# EXERCISE DIRECTIONS:
Can you print every record below exactly as written?

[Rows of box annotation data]
------
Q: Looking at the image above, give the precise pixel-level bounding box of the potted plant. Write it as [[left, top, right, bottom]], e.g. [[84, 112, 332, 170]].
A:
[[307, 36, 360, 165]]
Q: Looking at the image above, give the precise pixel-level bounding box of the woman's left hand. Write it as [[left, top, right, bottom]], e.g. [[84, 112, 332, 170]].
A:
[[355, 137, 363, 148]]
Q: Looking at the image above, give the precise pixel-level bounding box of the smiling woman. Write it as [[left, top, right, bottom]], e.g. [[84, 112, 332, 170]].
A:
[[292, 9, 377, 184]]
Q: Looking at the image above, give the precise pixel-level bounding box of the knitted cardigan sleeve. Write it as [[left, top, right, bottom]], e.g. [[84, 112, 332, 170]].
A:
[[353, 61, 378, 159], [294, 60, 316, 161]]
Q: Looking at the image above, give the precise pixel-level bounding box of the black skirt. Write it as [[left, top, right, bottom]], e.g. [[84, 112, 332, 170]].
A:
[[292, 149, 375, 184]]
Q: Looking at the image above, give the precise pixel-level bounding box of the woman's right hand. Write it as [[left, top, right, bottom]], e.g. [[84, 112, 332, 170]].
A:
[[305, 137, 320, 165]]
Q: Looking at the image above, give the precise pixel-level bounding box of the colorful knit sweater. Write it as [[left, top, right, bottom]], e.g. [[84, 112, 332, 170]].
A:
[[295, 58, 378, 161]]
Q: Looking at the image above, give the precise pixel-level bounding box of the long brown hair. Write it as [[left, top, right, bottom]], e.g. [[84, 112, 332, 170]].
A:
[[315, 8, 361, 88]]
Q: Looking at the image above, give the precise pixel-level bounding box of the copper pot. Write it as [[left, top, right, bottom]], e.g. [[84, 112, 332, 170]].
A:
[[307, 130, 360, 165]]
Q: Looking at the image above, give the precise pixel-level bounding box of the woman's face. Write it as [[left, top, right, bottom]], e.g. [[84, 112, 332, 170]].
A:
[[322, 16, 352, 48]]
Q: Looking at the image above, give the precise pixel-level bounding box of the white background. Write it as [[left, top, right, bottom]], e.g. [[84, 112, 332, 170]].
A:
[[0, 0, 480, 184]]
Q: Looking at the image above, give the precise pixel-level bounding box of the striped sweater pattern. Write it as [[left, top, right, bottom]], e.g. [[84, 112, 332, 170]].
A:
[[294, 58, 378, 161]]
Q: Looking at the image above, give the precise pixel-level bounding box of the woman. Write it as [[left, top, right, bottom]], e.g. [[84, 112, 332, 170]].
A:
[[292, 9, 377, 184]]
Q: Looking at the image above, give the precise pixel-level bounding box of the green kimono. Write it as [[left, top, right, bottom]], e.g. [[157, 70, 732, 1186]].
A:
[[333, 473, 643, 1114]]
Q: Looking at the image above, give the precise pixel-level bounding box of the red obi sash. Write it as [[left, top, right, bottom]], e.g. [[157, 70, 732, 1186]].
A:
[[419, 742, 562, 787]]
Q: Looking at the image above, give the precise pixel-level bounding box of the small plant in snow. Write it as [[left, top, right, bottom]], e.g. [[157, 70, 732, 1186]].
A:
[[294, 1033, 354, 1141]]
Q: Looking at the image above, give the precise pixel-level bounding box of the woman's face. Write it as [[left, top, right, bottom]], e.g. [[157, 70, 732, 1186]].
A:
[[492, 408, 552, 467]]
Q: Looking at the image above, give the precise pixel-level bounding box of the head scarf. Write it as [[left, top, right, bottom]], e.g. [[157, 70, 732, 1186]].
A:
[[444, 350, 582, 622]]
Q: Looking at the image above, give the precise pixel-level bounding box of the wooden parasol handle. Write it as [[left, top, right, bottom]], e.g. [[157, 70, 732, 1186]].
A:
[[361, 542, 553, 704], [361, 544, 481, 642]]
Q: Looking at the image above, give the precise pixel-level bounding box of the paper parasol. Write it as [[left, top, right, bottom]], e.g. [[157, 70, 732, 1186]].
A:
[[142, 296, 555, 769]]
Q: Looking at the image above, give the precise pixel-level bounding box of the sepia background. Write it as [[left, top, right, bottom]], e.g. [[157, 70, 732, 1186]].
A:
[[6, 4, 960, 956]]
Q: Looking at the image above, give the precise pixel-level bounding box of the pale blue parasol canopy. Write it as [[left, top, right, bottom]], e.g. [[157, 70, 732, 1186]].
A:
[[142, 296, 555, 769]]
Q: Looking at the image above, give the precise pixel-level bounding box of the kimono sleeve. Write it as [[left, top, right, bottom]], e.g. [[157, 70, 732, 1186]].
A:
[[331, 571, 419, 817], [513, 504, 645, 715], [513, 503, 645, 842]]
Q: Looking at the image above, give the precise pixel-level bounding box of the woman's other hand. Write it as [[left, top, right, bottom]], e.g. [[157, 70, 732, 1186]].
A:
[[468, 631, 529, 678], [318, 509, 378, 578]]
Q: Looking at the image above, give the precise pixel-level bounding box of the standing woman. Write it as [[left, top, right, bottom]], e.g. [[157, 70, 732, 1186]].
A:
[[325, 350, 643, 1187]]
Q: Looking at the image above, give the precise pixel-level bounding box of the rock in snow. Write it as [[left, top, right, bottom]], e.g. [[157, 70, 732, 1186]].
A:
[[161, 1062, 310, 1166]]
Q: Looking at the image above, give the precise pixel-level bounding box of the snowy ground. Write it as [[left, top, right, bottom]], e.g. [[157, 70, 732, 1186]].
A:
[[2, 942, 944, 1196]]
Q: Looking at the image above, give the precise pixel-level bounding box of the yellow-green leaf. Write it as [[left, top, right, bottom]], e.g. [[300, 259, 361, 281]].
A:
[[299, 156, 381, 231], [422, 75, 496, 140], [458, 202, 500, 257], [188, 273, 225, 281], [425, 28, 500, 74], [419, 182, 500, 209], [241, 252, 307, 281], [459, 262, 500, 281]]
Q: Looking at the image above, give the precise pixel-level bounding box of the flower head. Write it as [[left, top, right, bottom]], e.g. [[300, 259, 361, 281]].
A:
------
# RESPONSE TO THE EXERCISE:
Q: Looking at the image above, give the precise pixel-level bounding box of the potted plant. Write it as [[left, top, right, bottom]], e.g. [[84, 112, 332, 170]].
A:
[[307, 36, 360, 165]]
Q: Looking at the image above, give the precise pixel-level bounding box of the woman's left hand. Write it as [[left, top, right, bottom]], e.g. [[84, 112, 332, 170]].
A:
[[355, 137, 363, 148]]
Q: Looking at the image above, give the precise pixel-level bounding box of the smiling woman. Write it as [[left, top, right, bottom]], e.g. [[84, 112, 332, 170]].
A:
[[292, 9, 377, 184]]
Q: Looking at the image above, give the precise pixel-level bounding box of the knitted cardigan sleeve. Write it as [[left, top, right, bottom]], e.g. [[84, 112, 332, 170]].
A:
[[353, 61, 378, 159], [294, 60, 316, 161]]
Q: Looking at the image above, give the precise pixel-level bounding box of the black skirt. Write it as [[left, top, right, bottom]], e.g. [[84, 112, 332, 170]].
A:
[[292, 149, 375, 184]]
Q: Looking at the image above, give the precise pixel-level bounding box of the woman's right hand. Write it as [[left, top, right, bottom]], e.g. [[84, 112, 332, 170]].
A:
[[305, 137, 320, 165]]
Q: Looking at the image above, give the precise pixel-level bounding box of the colorful knit sweater. Write it as [[left, top, right, bottom]], e.g. [[84, 112, 332, 170]].
A:
[[295, 58, 378, 161]]
Q: Looking at the image above, give the precise pixel-level bounding box of the long brown hair. Write it as [[left, top, right, bottom]], e.g. [[84, 112, 332, 170]].
A:
[[315, 8, 361, 88]]
Q: Looking at the image above, give the precise pixel-level bounding box of the copper pot. Write it as [[left, top, right, bottom]], e.g. [[84, 112, 332, 170]].
A:
[[307, 130, 360, 165]]
Q: Looking at the image above, give the precise pixel-level bounding box of the woman's face. Write it as [[left, top, right, bottom]], e.g. [[84, 112, 332, 170]].
A:
[[322, 16, 352, 48]]
Q: Looking at the image above, give the precise pixel-level bounding box of the white background. Write it as [[left, top, right, bottom]], e.g. [[84, 112, 332, 170]].
A:
[[0, 0, 480, 184]]
Q: Looking at the image above, give the precise pixel-level bounding box of the striped sweater pattern. Write it as [[left, top, right, bottom]], e.g. [[84, 112, 332, 170]].
A:
[[294, 58, 378, 161]]
Q: Looking at the image above, give the precise pixel-level bounding box of the woman. Write it as [[left, top, right, bottom]], e.g. [[84, 112, 332, 170]].
A:
[[292, 9, 377, 184]]
Q: Looking at the image above, give the precise pixel-level bounding box of the green kimono. Write it as [[left, top, right, bottom]], e.g. [[157, 70, 732, 1186]].
A:
[[333, 473, 643, 1114]]
Q: Looking at the image above, give the precise pixel-level bounding box of the red obi sash. Write it as [[left, top, right, bottom]], e.g. [[157, 70, 732, 1186]].
A:
[[419, 742, 562, 787]]
Q: Looking at the image above, give the precise pixel-level bounding box of the small plant in snow. Write it as [[left, top, right, bottom]], e.g. [[157, 70, 732, 1186]].
A:
[[294, 1033, 354, 1141]]
Q: Looking at the image above, give the precise pixel-level bounding box of the woman's face. Write it as [[left, top, right, bottom]], e.g. [[157, 70, 732, 1186]].
A:
[[492, 408, 552, 467]]
Q: Looking at the image above, give the precise pixel-level bounding box of the head scarf. Write it as [[left, top, right, bottom]], e.g. [[157, 70, 732, 1186]].
A:
[[444, 350, 582, 622]]
Q: Looking at the image above, give the precise pixel-level bounding box of the wooden parasol handle. Write it as [[left, top, right, bottom]], e.g. [[157, 70, 732, 1186]].
A:
[[361, 542, 553, 704], [361, 544, 481, 642]]
Q: Looking at the image above, give the precise pixel-level bounding box of the paper parasol. Write it as [[left, top, right, bottom]], e.g. [[157, 70, 732, 1186]].
A:
[[142, 296, 555, 769]]
Q: Looking at the image above, give the precise pixel-level bounding box of the sepia background. Write it as [[left, top, right, bottom]], e.g. [[157, 70, 732, 1186]].
A:
[[6, 4, 960, 956]]
Q: Looking at the image above, give the precise pixel-level bounding box of the pale blue parasol canopy. Write it as [[left, top, right, bottom]], e.g. [[157, 70, 732, 1186]].
A:
[[142, 296, 555, 769]]
Q: Looking at the image above, give the precise pixel-level bounding box of the kimono sleeve. Write it as [[left, top, right, bottom]], e.g. [[157, 70, 732, 1186]].
A:
[[331, 571, 419, 817], [513, 504, 645, 715], [513, 503, 645, 842]]
Q: Looking at the image above, give the precise pixel-level bounding box of the woman's other hand. Write it as [[left, top, right, bottom]], e.g. [[157, 70, 732, 1186]].
A:
[[468, 631, 529, 678], [318, 509, 378, 578]]
Q: Looking at the image above, give the precise pixel-level bounding box of the standing woman. Write it as [[left, top, right, bottom]], e.g. [[157, 70, 732, 1186]].
A:
[[325, 350, 643, 1187]]
Q: Looking at the image above, give the precise pixel-level bounding box of the rock in snow. Write it as [[left, top, right, bottom]], e.g. [[157, 70, 732, 1186]].
A:
[[161, 1062, 310, 1166]]
Q: Looking at the image above, give the precise pixel-level bounding box of the snowy ground. Write it as [[left, top, right, bottom]], e.g. [[157, 70, 732, 1186]].
A:
[[2, 942, 944, 1196]]
Q: Looking at the image above, give the precise pixel-level bounding box of the yellow-green leaf. Write it as [[left, top, right, bottom]], e.g. [[300, 259, 361, 281]].
A:
[[299, 156, 381, 231], [422, 75, 496, 140], [458, 202, 500, 257], [188, 273, 225, 281], [425, 28, 500, 74], [419, 182, 500, 209], [241, 252, 307, 281], [459, 262, 500, 281]]
Q: Looking at the image above, give the precise pixel-level bounding box of the flower head. Write it as [[left, top, right, bottom]], e.g. [[300, 259, 361, 281]].
A:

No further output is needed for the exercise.